#### THE REQUEST:
Below are entries to be transcribed exactly; exclude the pictures from the copy.

(Point annotation records)
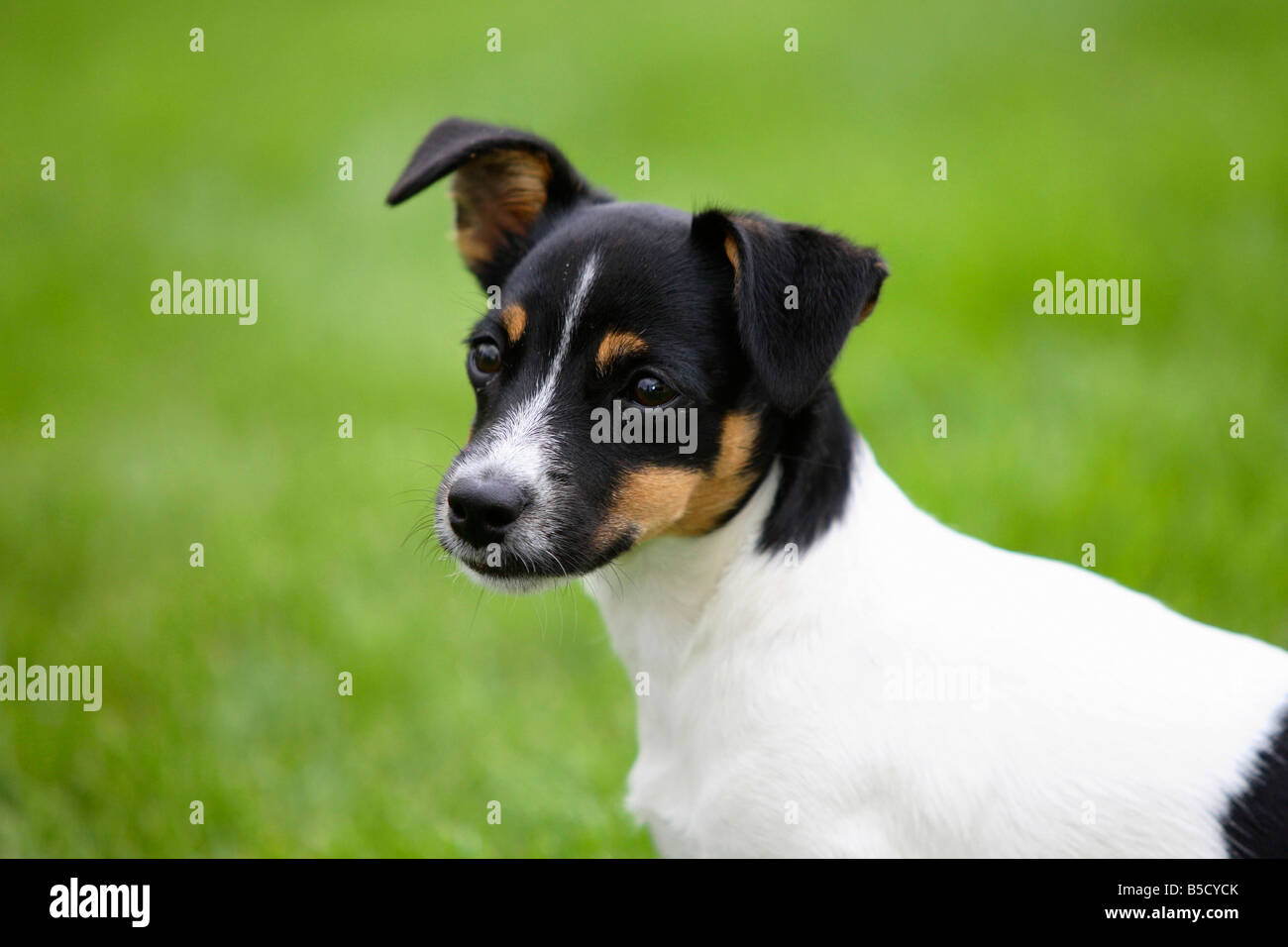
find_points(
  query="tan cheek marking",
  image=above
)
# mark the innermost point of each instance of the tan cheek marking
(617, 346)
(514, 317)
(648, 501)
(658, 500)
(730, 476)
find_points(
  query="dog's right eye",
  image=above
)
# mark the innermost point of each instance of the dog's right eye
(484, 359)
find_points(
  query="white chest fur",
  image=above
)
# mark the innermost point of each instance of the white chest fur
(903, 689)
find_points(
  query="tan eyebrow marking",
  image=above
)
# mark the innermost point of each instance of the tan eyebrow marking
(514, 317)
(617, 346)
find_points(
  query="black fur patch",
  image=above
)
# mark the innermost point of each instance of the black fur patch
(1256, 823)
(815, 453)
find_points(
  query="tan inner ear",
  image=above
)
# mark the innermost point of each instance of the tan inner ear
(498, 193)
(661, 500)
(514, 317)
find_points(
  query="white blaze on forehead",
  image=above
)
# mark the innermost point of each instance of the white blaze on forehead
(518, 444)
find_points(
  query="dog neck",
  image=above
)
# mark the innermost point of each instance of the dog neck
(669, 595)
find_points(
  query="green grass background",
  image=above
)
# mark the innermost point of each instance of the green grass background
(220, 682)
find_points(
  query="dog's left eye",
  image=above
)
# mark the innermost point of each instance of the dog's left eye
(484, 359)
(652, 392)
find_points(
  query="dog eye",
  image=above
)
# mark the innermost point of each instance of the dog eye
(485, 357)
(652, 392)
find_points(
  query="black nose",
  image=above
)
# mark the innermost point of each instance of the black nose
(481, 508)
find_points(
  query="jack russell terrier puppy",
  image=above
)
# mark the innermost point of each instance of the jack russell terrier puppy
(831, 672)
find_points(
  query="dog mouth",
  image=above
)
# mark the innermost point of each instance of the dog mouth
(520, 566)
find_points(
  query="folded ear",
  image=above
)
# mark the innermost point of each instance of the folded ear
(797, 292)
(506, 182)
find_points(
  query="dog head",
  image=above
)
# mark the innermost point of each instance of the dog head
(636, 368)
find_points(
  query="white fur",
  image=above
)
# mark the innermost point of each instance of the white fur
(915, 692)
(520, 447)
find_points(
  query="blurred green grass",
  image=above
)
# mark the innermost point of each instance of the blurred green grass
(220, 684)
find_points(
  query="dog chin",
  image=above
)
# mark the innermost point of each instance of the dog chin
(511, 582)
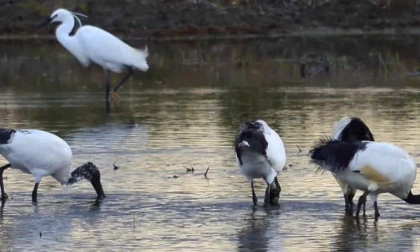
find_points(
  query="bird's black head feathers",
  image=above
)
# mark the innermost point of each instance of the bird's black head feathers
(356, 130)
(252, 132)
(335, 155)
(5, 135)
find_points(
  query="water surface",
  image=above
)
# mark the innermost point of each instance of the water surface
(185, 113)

#### FULL OUTPUT:
find_points(
  query="tan cheek marking",
  image=above
)
# mark the innermost point of each instance of the tan cheek marking
(617, 346)
(514, 317)
(648, 501)
(658, 500)
(730, 476)
find_points(
  query="dog's right eye",
  image=above
)
# mark the innermost point of each instance of the dog's right eye
(484, 359)
find_points(
  query="white chest fur",
  image=above
)
# mark the innermost point of each instance of the white chest fur
(903, 689)
find_points(
  query="tan eyebrow marking",
  image=above
)
# mark the innermost point of each instance of the tan eyebrow marking
(514, 317)
(617, 346)
find_points(
  query="black fur patch",
  image=above
)
# mark the innermost point of each instance of the black fur patch
(1256, 823)
(815, 453)
find_points(
  query="tan inner ear",
  image=above
)
# mark the innermost point of each instance of the tan inner ear
(498, 193)
(661, 500)
(514, 317)
find_points(
  query="white blaze on forehead",
  image=above
)
# mark the innermost point of each instance of the white blaze on forehead
(518, 444)
find_points(
  query="dog neck",
  image=above
)
# mark the innermost point of each instance of the dog neck
(669, 595)
find_points(
  query="green grass background",
  image=above
)
# mark the innermost point of each instance of the green grass background
(220, 682)
find_points(
  query="dog's left eye",
  image=above
)
# mark the innermost point of each instance of the dog's left eye
(484, 359)
(652, 392)
find_points(
  query="dog eye",
  image=above
)
# mark the innermost point of each instance of the dog eye
(485, 357)
(652, 392)
find_points(
  query="black nose",
  image=above
)
# mark the innermost point of each instance of the black nose
(481, 508)
find_points(
  query="jack russell terrier puppy",
  image=above
)
# mark the innermost point of each instance of the jack russell terrier puppy
(831, 672)
find_points(
  query="dog mouth",
  image=above
)
# mark the innermost point of each instance of the dog mouth
(520, 566)
find_points(
  query="folded ear",
  image=above
)
# mark the innermost point of each instance of the folded ear
(797, 292)
(506, 182)
find_points(
  query="dog head",
  image=above
)
# mark the innermost point of each instance of the dog head
(636, 368)
find_points(
  query="white fur",
  image=above
)
# mark the innermost point of each instance of the white fur
(915, 692)
(520, 447)
find_points(
  query="blurred green grass",
  image=above
)
# mark the innermost point of each instance of the blurred green grass
(220, 684)
find_points(
  query="dog chin",
  image=above
)
# mark the innermost point of each instance of the dog chin
(511, 582)
find_points(
  query="bird's black head feathers",
  image=above
)
# mark the innermost point of each instance of the bird's black head feathers
(356, 130)
(252, 132)
(335, 155)
(5, 135)
find_points(
  query="water surface",
  image=above
)
# mark the innermost point of each instance of the water surface
(185, 113)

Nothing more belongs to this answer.